Arahan Tugas 1 — Dalam teks tentang keteladanan kepemimpinan Rasulullah, apa yang Nabi putuskan setelah istrinya menjawab bahwa tidak ada makanan hari itu?
Arahan Tugas 2 — Kutip tanpa perubahan bagian teks tentang keteladanan kepemimpinan Rasulullah yang diawali kata-kata berisi "- Pemimpin Amanah" dan diakhiri dengan "umatnya dibanding dirinya.".

Oleh : Prof. Dr. H. Firdaus Muhammad, MA
BANGSA Indonesia baru saja melakukan pesta demokrasi melalui Pemilu 2024. Pemilu merupakan jalan konstitusional dalam memilih pemimpin bangsa, setiap masyarakat yang memiliki hak memilih tetah menentukan pilihannya, siapapun kelak ditetapkan sebagai pemenang yang mendapat legitimasi rakyat memimpin negeri ini, pemimpin yang memilki tanggung jawab untuk memimpin seluruh rakyat Indonesia tanpa mengenal pedukung atau bukan. Setiap pemimpin akan dimintai pertanggung jawaban atas kepemimpinannya. Setiap memimpin menjadi teladan.
Dalam konteks ini, kita sebagai umat Islam, warga beragama senatiasa menjadikan sosok Rasulullah SAW sebagai teladanan dalam kehidupan kita, baik individual, keluarga maupun bernegara. Nabi Muhammad SAW adalah pemimpin yang memberi contoh teladanan. Kepemimpinan nabi berpijak baik pada landasan agama juga menjadikan jalan politik sebagai strategi kepimpinannya sehingga Islam jaya. Politik dijadikan jalan untuk kepentingan agama dan negara, bukan sebaliknya, agama dijadikan sebagai alat politik untuk mendapatkan kekuasaan secara pragmatis.
Keteladanan kepemimpinan Rasulullah SAW berpijak pada 4 pondasi yang patut dicontoh pemimpin saat ini.
- Pemimpin Amanah
- Pemimpin Siddiq
- Pemimpin Fatahanah
- Pemimpin Tabliqh
Pertama, pemimpin yang amanah adalah pemimpin dengan kepercayaan tinggi, bertanggung jawab. Memiliki kepedulian pada umat, berbuat semata tujuannya agar masyarakatnya sejahtera, terjamin keamanannya sehingga mendapatkan kehidupan yang tenang dalam beribadah dan bekerja untuk keluarganya. Pemimpin yang amanah sebagaimana diteladankan nabi, mendahulukan kebutuhan masyarakat terpenuhi daripada dirinya. Kadang nabi, setelah rapat bersama para sahabat ihwal kehidupan masyarakat, sementara nabi sendiri kala kembali ke rumah lalu bertanya pada istrinya, wahai aisyah, apakaha ada makanan hari ini. Sang istri menjawab tidak ada yang rasulullah. Kemudian Nabi menimpalinya, kalau begitu saya akan puasa. Berpuasa karena tidak ada makanan. Seorang pemimpin, seorang nabi kelaparan. Mementingkan umatnya dibanding dirinya.

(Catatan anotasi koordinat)
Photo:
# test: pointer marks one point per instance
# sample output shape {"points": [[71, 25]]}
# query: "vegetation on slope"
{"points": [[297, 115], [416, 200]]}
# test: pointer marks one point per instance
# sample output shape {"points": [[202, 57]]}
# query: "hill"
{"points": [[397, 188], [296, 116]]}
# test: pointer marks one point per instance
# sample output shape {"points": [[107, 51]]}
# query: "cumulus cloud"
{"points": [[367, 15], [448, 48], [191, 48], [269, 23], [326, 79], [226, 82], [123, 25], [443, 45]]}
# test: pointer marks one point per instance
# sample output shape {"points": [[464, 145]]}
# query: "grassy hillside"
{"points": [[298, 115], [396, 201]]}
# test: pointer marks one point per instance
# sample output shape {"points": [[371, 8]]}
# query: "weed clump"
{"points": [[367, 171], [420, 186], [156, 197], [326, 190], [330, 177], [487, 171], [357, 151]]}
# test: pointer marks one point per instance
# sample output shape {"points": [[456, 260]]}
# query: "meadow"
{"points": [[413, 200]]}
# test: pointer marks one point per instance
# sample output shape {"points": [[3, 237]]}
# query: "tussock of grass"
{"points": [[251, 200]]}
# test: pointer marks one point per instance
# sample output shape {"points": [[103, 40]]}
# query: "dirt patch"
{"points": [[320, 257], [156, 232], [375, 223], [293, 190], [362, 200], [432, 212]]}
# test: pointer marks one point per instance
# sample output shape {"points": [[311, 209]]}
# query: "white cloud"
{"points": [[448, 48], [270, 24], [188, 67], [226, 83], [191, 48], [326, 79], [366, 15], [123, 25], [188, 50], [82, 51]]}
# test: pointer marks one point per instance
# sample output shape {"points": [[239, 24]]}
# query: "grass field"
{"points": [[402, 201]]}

Hasil Tugas 1 — Nabi memutuskan untuk berpuasa.

Hasil Tugas 2 —
- Pemimpin Amanah
- Pemimpin Siddiq
- Pemimpin Fatahanah
- Pemimpin Tabliqh
Pertama, pemimpin yang amanah adalah pemimpin dengan kepercayaan tinggi, bertanggung jawab. Memiliki kepedulian pada umat, berbuat semata tujuannya agar masyarakatnya sejahtera, terjamin keamanannya sehingga mendapatkan kehidupan yang tenang dalam beribadah dan bekerja untuk keluarganya. Pemimpin yang amanah sebagaimana diteladankan nabi, mendahulukan kebutuhan masyarakat terpenuhi daripada dirinya. Kadang nabi, setelah rapat bersama para sahabat ihwal kehidupan masyarakat, sementara nabi sendiri kala kembali ke rumah lalu bertanya pada istrinya, wahai aisyah, apakaha ada makanan hari ini. Sang istri menjawab tidak ada yang rasulullah. Kemudian Nabi menimpalinya, kalau begitu saya akan puasa. Berpuasa karena tidak ada makanan. Seorang pemimpin, seorang nabi kelaparan. Mementingkan umatnya dibanding dirinya.